Text provided:
##########
Alright. After mulling this over, here is what I could come up with. (Benchmarks later this week will help a lot.)
Background: I have 2 GTX 670's in SLI, but I purchased late in the cycle. Both were purchased in mid-fall 2012 (yes a few months ago) and I was looking to grab the new cards when they released, presumably the GTX 780. This is why I purchased the 670 vs. the 680 or a 690. I paid $800 total.
Let's play pretend a bit. All accounts pointed to the GTX 780 to be a refresh. 15 - 25% performance increase over GTX 680, nothing amazing, but solid. Current guesstimates with no benchmarks puts the Titan at 80% increase over GTX 680. That is amazing. Those are the numbers I am going to use, until confirmation from Tom's benchmarks come in just a few short days.
Playing pretend, assuming a lot: So let's say you upgrade video cards every year on the new model release. You bought 2 GTX 780's because is this pretend land, they just came out. You rock 2 in SLI until the next cards release (Maxwell, 1 year from now). Let's pretend the GTX 780's are $600 each. You have $1200 wrapped up in cards. Let's say you sell both cards for $600 after 1 year of use and purchase 2 x Maxwell cards. Let's say they are $600 a piece. From today through Maxwell you are $2,400 deep on graphics cards, but recouped $600 from selling your GTX 780's for a net of $1800 spent on your hobby. Let's say Maxwell is a whopping 50% increase over GTX 780 (big boost) How much faster would it be than GTX Titan? Hmmmm.....
So no more pretend time. GTX Titan, as of next week, is here right now. $2,000 gets you going with 2 of them, now. You can skip the GTX 780 as I can't imagine they will be faster than the Titan. They will probably be 25% faster than GTX 680 if based on the same chip as the GTX 680. After all the Titan is using a monster GPU! They will also cost less than the Titan. Probably have less memory too.
##########
Given instruction A: Name every graphics card model or card line mentioned in the post on graphics card upgrades.
Given instruction B: Write out everything in the post on graphics card upgrades from "Alright. After mulling" down to "few short days.".
Given instruction C: According to the post on graphics card upgrades, what was the total price paid for the two GTX 670 cards?

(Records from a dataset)
##########
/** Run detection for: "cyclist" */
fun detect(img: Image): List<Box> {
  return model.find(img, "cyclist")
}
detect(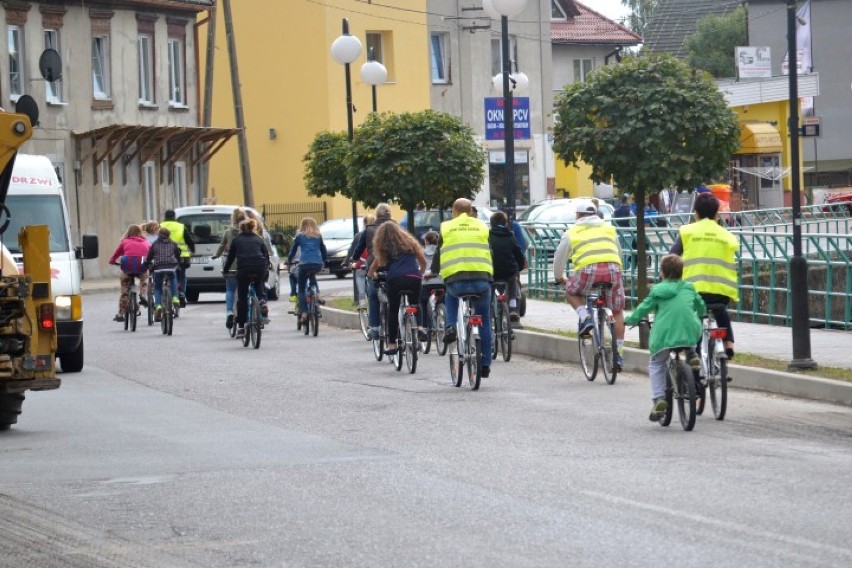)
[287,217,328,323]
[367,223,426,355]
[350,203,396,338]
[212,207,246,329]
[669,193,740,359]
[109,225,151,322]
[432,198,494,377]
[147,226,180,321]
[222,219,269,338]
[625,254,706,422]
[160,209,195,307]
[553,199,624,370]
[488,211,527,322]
##########
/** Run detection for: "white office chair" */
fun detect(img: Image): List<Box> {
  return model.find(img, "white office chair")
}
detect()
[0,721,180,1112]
##########
Worked solution A: GTX 670, GTX 680, GTX 690, GTX 780, GTX Titan, Maxwell

Worked solution B:
Alright. After mulling this over, here is what I could come up with. (Benchmarks later this week will help a lot.)
Background: I have 2 GTX 670's in SLI, but I purchased late in the cycle. Both were purchased in mid-fall 2012 (yes a few months ago) and I was looking to grab the new cards when they released, presumably the GTX 780. This is why I purchased the 670 vs. the 680 or a 690. I paid $800 total.
Let's play pretend a bit. All accounts pointed to the GTX 780 to be a refresh. 15 - 25% performance increase over GTX 680, nothing amazing, but solid. Current guesstimates with no benchmarks puts the Titan at 80% increase over GTX 680. That is amazing. Those are the numbers I am going to use, until confirmation from Tom's benchmarks come in just a few short days.

Worked solution C: $800